- **What you will do**: Please repeat the records below, swapping every "thickest part" for "widest part" and keeping everything else the same, and leave the pictures out of your answer.

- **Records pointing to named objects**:
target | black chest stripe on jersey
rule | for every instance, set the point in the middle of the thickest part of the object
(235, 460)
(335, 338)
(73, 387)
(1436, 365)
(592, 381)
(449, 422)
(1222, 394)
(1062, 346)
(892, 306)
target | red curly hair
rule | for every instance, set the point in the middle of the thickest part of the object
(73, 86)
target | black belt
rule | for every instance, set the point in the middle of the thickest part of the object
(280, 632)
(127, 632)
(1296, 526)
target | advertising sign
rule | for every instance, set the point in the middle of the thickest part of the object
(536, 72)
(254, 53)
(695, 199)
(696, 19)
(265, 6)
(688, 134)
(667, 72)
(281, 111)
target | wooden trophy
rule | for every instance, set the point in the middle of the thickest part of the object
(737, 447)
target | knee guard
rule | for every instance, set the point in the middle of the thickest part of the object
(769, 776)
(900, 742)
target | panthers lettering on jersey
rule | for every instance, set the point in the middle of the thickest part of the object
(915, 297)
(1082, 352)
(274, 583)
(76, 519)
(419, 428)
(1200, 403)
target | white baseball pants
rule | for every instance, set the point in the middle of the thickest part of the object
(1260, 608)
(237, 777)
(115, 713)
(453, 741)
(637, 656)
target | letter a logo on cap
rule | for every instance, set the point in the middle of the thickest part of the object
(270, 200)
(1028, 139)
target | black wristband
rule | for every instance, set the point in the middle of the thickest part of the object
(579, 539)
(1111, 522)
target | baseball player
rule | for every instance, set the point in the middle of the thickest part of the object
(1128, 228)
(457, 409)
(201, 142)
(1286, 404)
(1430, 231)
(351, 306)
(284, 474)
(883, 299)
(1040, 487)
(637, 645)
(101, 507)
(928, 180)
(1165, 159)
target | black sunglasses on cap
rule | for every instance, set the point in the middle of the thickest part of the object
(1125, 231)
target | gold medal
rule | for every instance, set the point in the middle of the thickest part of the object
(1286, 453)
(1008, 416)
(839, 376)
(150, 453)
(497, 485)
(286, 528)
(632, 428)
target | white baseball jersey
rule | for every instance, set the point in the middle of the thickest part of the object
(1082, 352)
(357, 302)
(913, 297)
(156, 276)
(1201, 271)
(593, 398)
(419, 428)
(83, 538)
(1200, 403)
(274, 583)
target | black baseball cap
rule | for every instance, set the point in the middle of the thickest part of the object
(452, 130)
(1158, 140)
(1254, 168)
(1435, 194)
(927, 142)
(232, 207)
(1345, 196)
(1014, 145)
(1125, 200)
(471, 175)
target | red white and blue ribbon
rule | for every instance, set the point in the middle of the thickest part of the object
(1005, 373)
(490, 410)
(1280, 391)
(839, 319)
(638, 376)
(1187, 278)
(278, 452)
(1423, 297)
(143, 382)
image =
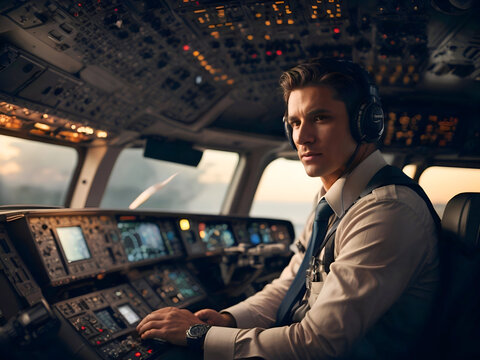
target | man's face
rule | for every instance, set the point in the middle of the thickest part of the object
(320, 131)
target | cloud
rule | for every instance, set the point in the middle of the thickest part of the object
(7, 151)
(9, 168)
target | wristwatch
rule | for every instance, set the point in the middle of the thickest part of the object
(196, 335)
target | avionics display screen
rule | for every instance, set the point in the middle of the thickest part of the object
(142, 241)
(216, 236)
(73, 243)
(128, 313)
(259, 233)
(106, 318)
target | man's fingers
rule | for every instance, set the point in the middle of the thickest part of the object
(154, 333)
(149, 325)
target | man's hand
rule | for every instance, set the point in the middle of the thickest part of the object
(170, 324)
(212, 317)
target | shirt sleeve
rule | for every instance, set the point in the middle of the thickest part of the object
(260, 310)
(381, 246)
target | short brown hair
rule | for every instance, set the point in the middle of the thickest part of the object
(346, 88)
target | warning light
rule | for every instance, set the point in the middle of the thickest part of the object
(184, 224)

- **Result for this exercise**:
target | black chest stripe on jersey
rule | for every instance, set the point in the middle of the widest part of the object
(235, 460)
(335, 338)
(73, 387)
(1436, 365)
(592, 381)
(449, 422)
(1222, 394)
(1062, 346)
(892, 306)
target | red curly hair
rule | for every instance, set the point in the middle of the widest part of the object
(73, 86)
target | black belt
rule | for every instance, set the point in the middle of the widest part of the object
(280, 632)
(127, 632)
(1296, 526)
target | advertising sign
rule | for every instance, set the point in the middle of the widest part of the object
(536, 72)
(254, 53)
(695, 199)
(696, 19)
(265, 6)
(688, 134)
(667, 72)
(281, 111)
target | wooden trophy
rule | for every instance, set the point in the middle of the widest part of the object
(737, 447)
target | knee guard
rule | for every instance, set the point in the middle of the widest part of the object
(769, 776)
(900, 742)
target | panthers lettering on jersey
rule | for every instance, set the point in the middle of the widest part of the object
(915, 297)
(1082, 352)
(274, 583)
(76, 519)
(419, 428)
(1200, 403)
target | white baseball pants
rule | for every instance, set the point in the middle of the widest part of the object
(1260, 608)
(237, 777)
(115, 713)
(453, 741)
(637, 656)
target | letter a logo on cap
rule | for every instance, set the point in the middle of the widest part of the object
(270, 200)
(1028, 139)
target | black wristband
rule | for every instance, set the point in the middle of the widest part of the object
(579, 539)
(1111, 522)
target | baseball player
rule | for every instance, set the point in the middle of the widest part of the object
(1128, 228)
(457, 409)
(201, 142)
(1286, 404)
(1430, 231)
(351, 306)
(284, 474)
(883, 299)
(1040, 487)
(637, 645)
(101, 507)
(928, 180)
(1165, 159)
target | black sunglasses on cap
rule | for every instance, set the point in the middle of the widest part of the object
(1125, 231)
target | gold medal
rule | for every instance, set the point in the middle of the widest part of the object
(1286, 453)
(1008, 416)
(839, 376)
(150, 453)
(497, 485)
(286, 528)
(632, 428)
target | white baseball jersey
rule | for every instance, set the point in the middle of the widest part of the object
(1082, 352)
(357, 302)
(913, 297)
(156, 276)
(1201, 271)
(593, 398)
(419, 428)
(83, 538)
(1200, 403)
(274, 583)
target | black baseball cap
rule | for every instance, set the point in the middle of the widest part of the object
(452, 130)
(1158, 140)
(1254, 168)
(1435, 194)
(927, 142)
(232, 207)
(1345, 196)
(1014, 145)
(1125, 200)
(471, 175)
target | red white and blue ribbon
rule | for every instance, set the point in the middle of the widest part of the object
(1005, 373)
(490, 410)
(1280, 391)
(839, 319)
(638, 376)
(1187, 278)
(278, 452)
(1423, 297)
(143, 382)
image =
target | man's face
rule | for every instance, set the point in the middle of the widest part of the object
(320, 131)
target | cloud
rule | for every instance, set the point in the middle of the widest part of the object
(7, 151)
(9, 168)
target | wristwatch
rule | for every instance, set the point in the middle of the widest part of the object
(196, 335)
target | avionics display screen
rule | for every instance, set the point in the middle of the widest part of the object
(142, 241)
(216, 236)
(73, 243)
(128, 313)
(259, 233)
(106, 318)
target | man's fingers
rule | for every instance, set the point in the middle of the widest part of the object
(154, 333)
(149, 325)
target | man's hand
rule | for every instance, set the point in the middle of the widest part of the object
(170, 324)
(212, 317)
target | shirt sleeve
rule | for every instance, set the point in the middle of the widest part of the object
(260, 310)
(381, 246)
target | short brown hair
rule | for every instance, set the point in the middle of the widest part of the object
(346, 88)
target | warning light
rule | for every instance, set the point in the middle of the widest part of the object
(184, 224)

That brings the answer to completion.